
==Cryptography==
- Enigma machine first produced commercially.

==Electronics==
- Otto Julius Zobel of Bell Labs describes the type of signal processing filter sections based on the image impedance design principle which will become known as Zobel networks.
- December 29 – Vladimir K. Zworykin files his first patent (in the United States) for "television systems".

==Exploration==
- Tanager Expedition.

==Medicine==
- February – The Maudsley Hospital, established jointly by the London County Council and Henry Maudsley, admits its first psychiatric patients.
- Capgras delusion, a delusional misidentification syndrome, is first described by Joseph Capgras.
- First diphtheria vaccine by Gaston Ramon, Emil von Behring and Kitasato Shibasaburō.

==Paleontology==
- July 13 – An American Museum of Natural History expedition to Mongolia under Roy Chapman Andrews is the first in the world to discover fossil dinosaur eggs. Initially thought to belong to the ceratopsian Protoceratops, they are determined in 1995 actually to belong to the theropod Oviraptor. On August 11 Peter Kaisen recovers the first Velociraptor fossil known.

==Physics==
- Arthur Eddington publishes the textbook The Mathematical Theory of Relativity in Cambridge.

==Technology==
- Herbert Grove Dorsey invents the first practical fathometer.

==Awards==
- Nobel Prizes
  - Physics: Robert Andrews Millikan
  - Chemistry: Fritz Pregl
  - Medicine: Frederick Banting and John Macleod
- Copley Medal: Horace Lamb
- Wollaston Medal for Geology: William Whitaker

==Births==
- January 1 – Daniel Gorenstein (died 1992), American mathematician.
- January 11 – Robert J. Gorlin (died 2006), American pathologist.
- February 13 – Chuck Yeager (died 2020), American pilot.
- February 14 – Doris Calloway, née Howes (died 2001), American nutritionist.
- February 20 – Helen Murray Free (died 2021), American medical chemist.
- March 4 – Patrick Moore (died 2012), English astronomer.
- March 9 – Walter Kohn (died 2016), Viennese-born physicist.
- March 10 – Val Logsdon Fitch (died 2015), American nuclear physicist, recipient of the Nobel Prize in Physics.
- April 1 – Brigitte Askonas (died 2013), Viennese-born British immunologist.
- April 2 – G. Spencer-Brown (died 2016), English mathematician.
- April 16 – Stewart Adams (died 2019), English pharmaceutical chemist.
- April 21 – Albert (Ab) C. Perdeck (died 2009), Dutch ornithologist.
- April 23 – Walter Pitts (died 1969), American logician and cognitive psychologist.
- July 5 – Ivo Pitanguy (died 2016), Brazilian plastic surgeon.
- July 12 – René Favaloro (died 2000), Argentine cardiac surgeon.
- July 23 – Ulf Grenander (died 2016), Swedish-born mathematician.
- July 28 – Xia Peisu (died 2014), Chinese computer scientist.
- July 31 – Stephanie Kwolek (died 2014), American polymer chemist.
- August 19 – Edgar F. Codd (died 2003), English-born computer scientist.
- September 9 – Daniel Carleton Gajdusek (died 2008), American virologist.

### Problems and tasks
[A] Answer these questions from the science events list:
(i) Who led the American Museum of Natural History expedition to Mongolia?
(ii) Who received the Copley Medal?
(iii) Which two parties jointly established the Maudsley Hospital?
[B] Name every Nobel Prize winner listed under Awards in the science events list.
The data below comes from a different source than the science events list.

### Provided information
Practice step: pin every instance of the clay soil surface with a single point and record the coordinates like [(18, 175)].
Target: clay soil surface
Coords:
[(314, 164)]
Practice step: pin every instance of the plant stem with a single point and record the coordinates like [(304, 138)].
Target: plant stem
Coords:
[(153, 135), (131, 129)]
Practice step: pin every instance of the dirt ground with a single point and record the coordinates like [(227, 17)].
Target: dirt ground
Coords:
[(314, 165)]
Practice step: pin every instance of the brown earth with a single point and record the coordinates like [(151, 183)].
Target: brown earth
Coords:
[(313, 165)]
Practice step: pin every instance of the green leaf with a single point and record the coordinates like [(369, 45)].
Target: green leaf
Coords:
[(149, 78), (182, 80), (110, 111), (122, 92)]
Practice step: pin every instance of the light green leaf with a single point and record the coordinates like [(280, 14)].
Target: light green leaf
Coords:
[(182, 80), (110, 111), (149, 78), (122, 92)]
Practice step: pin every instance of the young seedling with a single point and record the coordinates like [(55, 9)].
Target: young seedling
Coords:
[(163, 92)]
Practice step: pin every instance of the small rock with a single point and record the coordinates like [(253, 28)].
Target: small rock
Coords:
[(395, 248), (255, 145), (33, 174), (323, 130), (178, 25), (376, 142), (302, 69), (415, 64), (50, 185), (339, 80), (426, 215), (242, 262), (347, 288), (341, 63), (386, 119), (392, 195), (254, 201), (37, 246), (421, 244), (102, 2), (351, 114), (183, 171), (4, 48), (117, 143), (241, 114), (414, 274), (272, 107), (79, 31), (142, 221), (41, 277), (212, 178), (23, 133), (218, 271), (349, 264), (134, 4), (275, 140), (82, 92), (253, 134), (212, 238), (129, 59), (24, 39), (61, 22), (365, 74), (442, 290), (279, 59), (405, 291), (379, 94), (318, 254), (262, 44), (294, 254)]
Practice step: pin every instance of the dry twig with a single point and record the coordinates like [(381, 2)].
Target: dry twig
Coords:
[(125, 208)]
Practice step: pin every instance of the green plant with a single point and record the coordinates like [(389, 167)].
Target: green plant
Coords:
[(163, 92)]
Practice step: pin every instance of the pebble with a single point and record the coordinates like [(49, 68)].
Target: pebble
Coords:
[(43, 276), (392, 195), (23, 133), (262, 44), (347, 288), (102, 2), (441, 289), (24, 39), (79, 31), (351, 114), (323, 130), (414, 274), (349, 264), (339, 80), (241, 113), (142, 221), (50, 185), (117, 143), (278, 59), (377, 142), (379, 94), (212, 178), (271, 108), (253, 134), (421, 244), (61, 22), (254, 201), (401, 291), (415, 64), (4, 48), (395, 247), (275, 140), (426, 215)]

### Solutions in order
[A]
(i) Roy Chapman Andrews
(ii) Horace Lamb
(iii) The London County Council and Henry Maudsley

[B] Robert Andrews Millikan, Fritz Pregl, Frederick Banting, John Macleod